Desta forma, as fronteiras étnicas também serão sempre “transpostas e reconfiguradas em função das exigências da situação”, pois a Linha Cruzada apresenta uma cosmovisão que afirma as diferenças com muita intensidade, sem, no entanto diluí-las ao território demarcado pelas fronteiras externas. Pode-se perceber esse fenômeno na reterritorialização da identidade étnica, quando em determinado momento do conflito, o sistema de classificação deixa de seguir tonalidades de cor para se polarizar em branco e negro – “o confronto racial branco-negro” se acopla à “permanência da vila”. Essa disposição nômade, que tanto permeia a Linha Cruzada cola-se à “localização espacial marginalizada”, ao reconhecimento social do caráter sociocultural marginalizado, ao reforço da exclusão pelo reconhecimento da marginalização, estabelecendo uma circularidade nos momentos de crise, quando a remoção é iminente ameaça.

Aqui o autor aponta como a noção de encruzilhada permite à Linha Cruzada substituir a síntese mestiça da ideologia da miscigenação, que considerou a Umbanda como a religião brasileira. Em paralelo com as diferentes tonalidades de pele e seguindo a mesma lógica das estratégias momentâneas, as classes populares, afirmando as diferenças internas, apostam na multiplicidade que foge ao estigma ou no contraste que enfatiza o conflito – o que rechaça o mito da democracia racial.

  1. Representação política da encruzilhada

Neste capítulo, dos Anjos, após descrever “a vila como encruzilhada”, propõe-se a discutir a atuação política dos atores. Para isso, toma como situação cerimoniosa a ser analisada a visita à Vila Mirim do prefeito de Porto Alegre, Tarso Genro – ocasião em que a simples presença dessa autoridade, e o seu uso de algumas frases já gastas, como “ninguém vai ser levado à força”, trouxe aos líderes do movimento contra a remoção a confiança da permanência em seus domicílios.

O autor formula a idéia de que a comitiva do prefeito seria uma exibição de poder, sendo ela mesma esse poder, demonstração de um poder delegado pela população, e que por isso acredita-se ter que se mostrar como melhor representante dos múltiplos interesses da cidade: forjando a institucionalização dos diferentes interesses e comunicando-se de forma a colocar-se como mais ou menos imparcial. A presença do prefeito como mediador simbólico seria uma dimensão “mágica” da representação política, inconsciente por parte dos delegados e dos mandatários.

Tarefa proposta A
Reescreva de forma mais breve o parágrafo do trecho sobre a Linha Cruzada que começa com “Neste capítulo, dos Anjos”, preservando seus fatos principais.
O texto e os registros não têm nenhuma relação entre si.

(Linhas de um conjunto de dados de segmentação)
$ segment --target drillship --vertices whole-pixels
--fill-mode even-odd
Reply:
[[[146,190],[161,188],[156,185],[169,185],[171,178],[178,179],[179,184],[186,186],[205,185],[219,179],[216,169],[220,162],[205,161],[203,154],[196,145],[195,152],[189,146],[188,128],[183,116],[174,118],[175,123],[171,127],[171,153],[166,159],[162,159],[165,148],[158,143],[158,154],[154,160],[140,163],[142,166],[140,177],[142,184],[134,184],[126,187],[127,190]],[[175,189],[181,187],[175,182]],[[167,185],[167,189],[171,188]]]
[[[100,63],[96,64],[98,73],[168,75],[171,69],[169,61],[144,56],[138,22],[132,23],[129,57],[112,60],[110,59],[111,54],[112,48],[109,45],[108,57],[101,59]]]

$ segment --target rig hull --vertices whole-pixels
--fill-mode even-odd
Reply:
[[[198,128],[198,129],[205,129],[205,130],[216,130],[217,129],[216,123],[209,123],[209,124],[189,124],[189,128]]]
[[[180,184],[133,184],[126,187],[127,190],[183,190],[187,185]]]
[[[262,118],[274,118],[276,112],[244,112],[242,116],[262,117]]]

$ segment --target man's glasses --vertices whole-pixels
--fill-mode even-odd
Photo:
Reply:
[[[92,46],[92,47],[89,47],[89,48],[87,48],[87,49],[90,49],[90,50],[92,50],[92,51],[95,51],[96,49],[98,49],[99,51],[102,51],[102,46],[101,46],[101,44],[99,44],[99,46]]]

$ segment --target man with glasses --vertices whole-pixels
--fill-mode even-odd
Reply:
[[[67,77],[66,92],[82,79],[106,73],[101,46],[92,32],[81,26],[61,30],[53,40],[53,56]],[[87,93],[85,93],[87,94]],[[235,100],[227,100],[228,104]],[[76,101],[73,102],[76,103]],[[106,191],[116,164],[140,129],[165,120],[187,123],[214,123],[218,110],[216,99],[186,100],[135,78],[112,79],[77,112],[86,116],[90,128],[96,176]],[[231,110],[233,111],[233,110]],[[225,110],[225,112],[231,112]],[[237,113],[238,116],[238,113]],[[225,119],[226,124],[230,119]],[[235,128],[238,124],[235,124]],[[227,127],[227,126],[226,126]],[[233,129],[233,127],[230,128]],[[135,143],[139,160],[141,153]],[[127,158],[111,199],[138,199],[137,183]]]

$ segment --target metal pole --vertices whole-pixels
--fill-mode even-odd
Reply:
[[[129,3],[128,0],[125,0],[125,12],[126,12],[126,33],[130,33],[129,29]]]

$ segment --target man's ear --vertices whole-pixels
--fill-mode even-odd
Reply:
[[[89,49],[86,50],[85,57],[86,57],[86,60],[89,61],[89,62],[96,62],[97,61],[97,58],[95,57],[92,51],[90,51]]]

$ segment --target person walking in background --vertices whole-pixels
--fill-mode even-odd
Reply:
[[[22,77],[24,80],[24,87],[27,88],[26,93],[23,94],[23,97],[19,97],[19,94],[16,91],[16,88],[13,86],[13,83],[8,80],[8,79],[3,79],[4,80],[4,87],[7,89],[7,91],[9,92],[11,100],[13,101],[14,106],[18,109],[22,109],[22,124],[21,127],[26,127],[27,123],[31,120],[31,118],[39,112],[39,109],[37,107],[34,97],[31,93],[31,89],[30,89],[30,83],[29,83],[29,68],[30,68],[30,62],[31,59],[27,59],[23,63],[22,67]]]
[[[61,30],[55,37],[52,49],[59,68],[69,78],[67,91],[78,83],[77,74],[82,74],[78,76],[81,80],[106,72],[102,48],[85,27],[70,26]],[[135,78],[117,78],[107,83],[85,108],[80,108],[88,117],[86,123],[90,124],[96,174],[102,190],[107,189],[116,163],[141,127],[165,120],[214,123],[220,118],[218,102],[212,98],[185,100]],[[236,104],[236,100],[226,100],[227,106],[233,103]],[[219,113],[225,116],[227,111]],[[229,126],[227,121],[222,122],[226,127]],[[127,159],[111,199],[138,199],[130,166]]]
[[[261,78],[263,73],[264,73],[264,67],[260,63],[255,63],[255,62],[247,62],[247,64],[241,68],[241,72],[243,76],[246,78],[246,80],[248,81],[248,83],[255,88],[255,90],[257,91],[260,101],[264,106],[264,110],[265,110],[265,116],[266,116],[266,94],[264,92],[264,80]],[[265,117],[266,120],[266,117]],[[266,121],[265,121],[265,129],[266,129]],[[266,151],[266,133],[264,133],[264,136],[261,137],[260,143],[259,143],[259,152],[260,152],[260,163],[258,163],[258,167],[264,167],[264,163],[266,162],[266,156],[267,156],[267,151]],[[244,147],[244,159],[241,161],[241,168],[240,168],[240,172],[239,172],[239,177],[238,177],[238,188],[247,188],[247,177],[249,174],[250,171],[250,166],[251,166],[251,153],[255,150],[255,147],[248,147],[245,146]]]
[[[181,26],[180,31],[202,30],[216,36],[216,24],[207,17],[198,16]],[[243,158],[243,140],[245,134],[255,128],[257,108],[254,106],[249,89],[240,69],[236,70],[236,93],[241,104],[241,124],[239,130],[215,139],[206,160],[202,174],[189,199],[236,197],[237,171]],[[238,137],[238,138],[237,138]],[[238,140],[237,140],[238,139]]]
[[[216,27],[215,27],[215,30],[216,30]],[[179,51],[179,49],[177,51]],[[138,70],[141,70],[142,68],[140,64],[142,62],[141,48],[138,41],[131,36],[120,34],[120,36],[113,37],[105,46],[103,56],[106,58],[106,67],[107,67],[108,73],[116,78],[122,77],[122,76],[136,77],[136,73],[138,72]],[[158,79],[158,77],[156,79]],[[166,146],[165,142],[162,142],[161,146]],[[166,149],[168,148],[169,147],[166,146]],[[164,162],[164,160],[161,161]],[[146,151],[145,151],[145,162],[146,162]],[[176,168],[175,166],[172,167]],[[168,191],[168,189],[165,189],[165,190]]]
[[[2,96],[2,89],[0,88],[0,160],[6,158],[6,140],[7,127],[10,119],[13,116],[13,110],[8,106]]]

Tarefa proposta B
Devolva todas as linhas dos registros que contêm a sequência "pixels", respeitando a diferença entre maiúsculas e minúsculas.

Resposta correta A
Neste capítulo, dos Anjos discute a atuação política dos atores a partir da visita do prefeito de Porto Alegre, Tarso Genro, à Vila Mirim. A simples presença do prefeito e frases já gastas, como “ninguém vai ser levado à força”, deram aos líderes do movimento contra a remoção a confiança de que permaneceriam em seus domicílios.

Resposta correta B
$ segment --target drillship --vertices whole-pixels
$ segment --target rig hull --vertices whole-pixels
$ segment --target man's glasses --vertices whole-pixels
$ segment --target man with glasses --vertices whole-pixels
$ segment --target metal pole --vertices whole-pixels
$ segment --target man's ear --vertices whole-pixels
$ segment --target person walking in background --vertices whole-pixels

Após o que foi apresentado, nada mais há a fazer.